Supplied material →
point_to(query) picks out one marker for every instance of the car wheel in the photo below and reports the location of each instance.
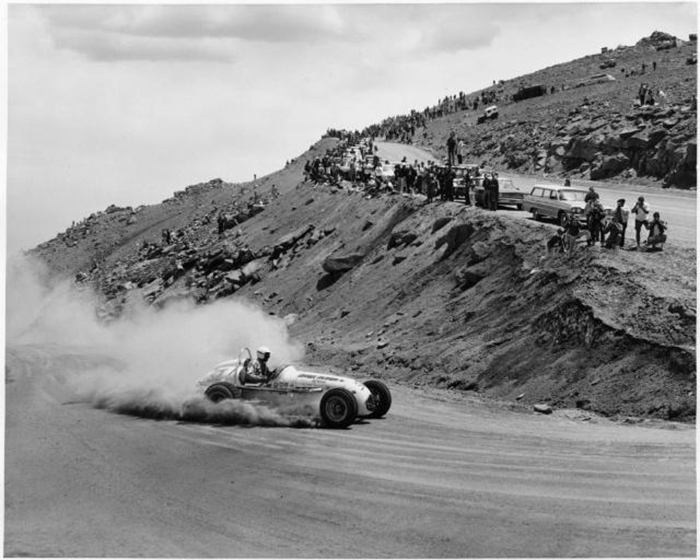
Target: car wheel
(338, 408)
(381, 397)
(222, 391)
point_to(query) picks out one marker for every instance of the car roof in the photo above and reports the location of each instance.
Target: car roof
(559, 187)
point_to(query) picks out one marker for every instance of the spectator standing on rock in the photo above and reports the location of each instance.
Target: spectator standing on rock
(556, 242)
(641, 216)
(595, 222)
(467, 186)
(657, 234)
(590, 195)
(486, 187)
(430, 186)
(572, 233)
(451, 149)
(642, 93)
(493, 197)
(621, 216)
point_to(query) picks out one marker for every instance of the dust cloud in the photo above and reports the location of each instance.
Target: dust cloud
(147, 361)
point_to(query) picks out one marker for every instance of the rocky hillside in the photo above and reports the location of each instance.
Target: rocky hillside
(436, 295)
(590, 124)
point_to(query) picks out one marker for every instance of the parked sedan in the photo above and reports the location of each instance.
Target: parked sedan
(509, 194)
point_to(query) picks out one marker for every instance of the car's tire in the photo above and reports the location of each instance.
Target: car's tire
(222, 391)
(338, 408)
(382, 396)
(563, 219)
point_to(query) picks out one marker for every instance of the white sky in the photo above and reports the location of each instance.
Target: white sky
(125, 104)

What you should do → The data should be printed again unchanged; leave its pictures out.

Output of the task →
point_to(query) picks out one marker for every instance of the car wheel in the photo below and reports the location of each instance.
Target: car wheel
(338, 408)
(381, 397)
(222, 391)
point_to(query) picks out one marker for every instance of the car roof in the photo above and reports the location of each instance.
Target: car roof
(559, 187)
point_to(query) picks out one marker for every instance of the spectator standing on rock in the photo above and reports the location of each instance.
Target: spectator standing on rock
(556, 242)
(641, 216)
(595, 222)
(467, 186)
(657, 234)
(590, 195)
(486, 187)
(430, 186)
(572, 233)
(451, 149)
(642, 93)
(493, 197)
(621, 216)
point_to(query) picks out one marker for every instance of the dust cloud in the photo above and reports the location of each instance.
Target: dust cloud
(147, 361)
point_to(query) picks out one marker for every instance of the rocky hillside in the photo above and reports the location of each instance.
Target: rocky hillside
(436, 295)
(590, 124)
point_to(query) picks out one marker for every instance of the parked sedan in the photo above and reports the location of each instance.
Target: parked sedan
(509, 194)
point_to(query) picks out one marker for every instance of the car's tire in the photo above and reports the location of each instance.
Target: car's tire
(222, 391)
(338, 408)
(382, 396)
(563, 219)
point_to(query) picks out one marker for every instance of the white sky in the photo above and reports the location of each instance.
Target: white sky
(125, 104)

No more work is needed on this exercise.